__Document text__:
····················
Pubdate: Thu, 02 Apr 2015
Source: Buffalo News (NY)
Copyright: 2015 The Buffalo News
Contact: http://drugsense.org/url/GXIzebQL
Website: http://www.buffalonews.com/
Details: http://www.mapinc.org/media/61
Author: Jack Healy, New York Times

COLORADO MAY BE FORCED TO REFUND POT TAXES

DENVER - In the state Capitol, they are calling it Refund Madness.

A year after Colorado became the first state to allow recreational 
marijuana sales, millions of tax dollars are rolling in, dedicated to 
funding school construction, marijuana education campaigns and armies 
of marijuana inspectors and regulators. But a legal snarl may force 
the state to hand that money back to marijuana consumers, growers and 
the public - and lawmakers do not want to.

The problem is a strict anti-spending provision in the state 
Constitution that touches every corner of public life, like school 
funding, state health care, local libraries and road repairs. 
Technical tripwires in that voter-approved provision, known as the 
Taxpayer's Bill of Rights, may require Colorado to refund nearly $60 
million in marijuana taxes.

Lawmakers are scrambling to figure out a way to keep that money, and 
they are hoping Colorado voters  usually stingy when it comes to 
taxes and spending  will let them. In rare bipartisan agreement on 
taxes, legislators are piecing together a bill that would seek 
voters' permission to hold on to the marijuana money.

"Despite our anti-tax feelings in the state, there's an exception 
being made when it comes to marijuana," said Michael Elliott, the 
executive director of the Denver-based Marijuana Industry Group, a 
trade organization that has not taken a position on the refund issue. 
"The industry is making a huge economic impact."

But anti-tax feelings run deep here, and some anti-tax groups said 
they would fight any effort to deprive the public of a refund, even 
if it amounts to only $11 or less a person.

"It should go back to the taxpayers," said Gregory Golyansky, the 
president of the Colorado Union of Taxpayers. "When government tries 
to keep the money that rightfully belongs to the taxpayers of 
Colorado, it is an enormous issue. There should be a tax refund."
····················
__Record list__:
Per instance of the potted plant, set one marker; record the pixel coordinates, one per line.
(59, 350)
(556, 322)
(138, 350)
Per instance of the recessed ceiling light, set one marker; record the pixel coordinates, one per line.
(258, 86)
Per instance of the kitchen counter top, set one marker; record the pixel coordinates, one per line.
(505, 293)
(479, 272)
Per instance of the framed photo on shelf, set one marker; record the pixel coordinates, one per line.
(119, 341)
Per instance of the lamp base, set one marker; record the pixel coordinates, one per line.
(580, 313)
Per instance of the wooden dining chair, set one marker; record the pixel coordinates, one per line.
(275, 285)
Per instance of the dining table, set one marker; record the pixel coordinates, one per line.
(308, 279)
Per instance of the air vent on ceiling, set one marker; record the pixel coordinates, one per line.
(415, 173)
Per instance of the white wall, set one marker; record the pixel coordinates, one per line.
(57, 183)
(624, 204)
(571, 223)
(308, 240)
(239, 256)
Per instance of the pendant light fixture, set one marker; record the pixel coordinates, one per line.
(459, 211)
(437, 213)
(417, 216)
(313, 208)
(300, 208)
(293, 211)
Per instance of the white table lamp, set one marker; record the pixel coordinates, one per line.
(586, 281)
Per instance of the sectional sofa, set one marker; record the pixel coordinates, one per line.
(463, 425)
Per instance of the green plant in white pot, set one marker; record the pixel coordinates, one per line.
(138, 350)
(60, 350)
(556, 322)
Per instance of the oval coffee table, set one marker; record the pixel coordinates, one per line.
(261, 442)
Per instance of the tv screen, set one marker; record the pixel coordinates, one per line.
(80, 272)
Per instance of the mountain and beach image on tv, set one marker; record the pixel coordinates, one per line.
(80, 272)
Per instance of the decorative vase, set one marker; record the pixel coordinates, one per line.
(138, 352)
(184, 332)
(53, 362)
····················
__Stated goal 1__: From the article on Colorado's marijuana taxes, list every area of public life that the state Constitution's anti-spending provision is said to touch.
__Stated goal 2__:
Using the article on Colorado's marijuana taxes, decide whether each statement agrees with it, and quote the words that settle each one:
(a) The Marijuana Industry Group has taken a position on the refund issue.
(b) Colorado may have to refund nearly $60 million in marijuana taxes.
(c) Legislators from both parties are working together on a bill about the marijuana money.

__Task solution 1__:
- school funding
- state health care
- local libraries
- road repairs

__Task solution 2__:
(a) No: "a trade organization that has not taken a position on the refund issue"
(b) Yes: "may require Colorado to refund nearly $60 million in marijuana taxes"
(c) Yes: "In rare bipartisan agreement on taxes, legislators are piecing together a bill"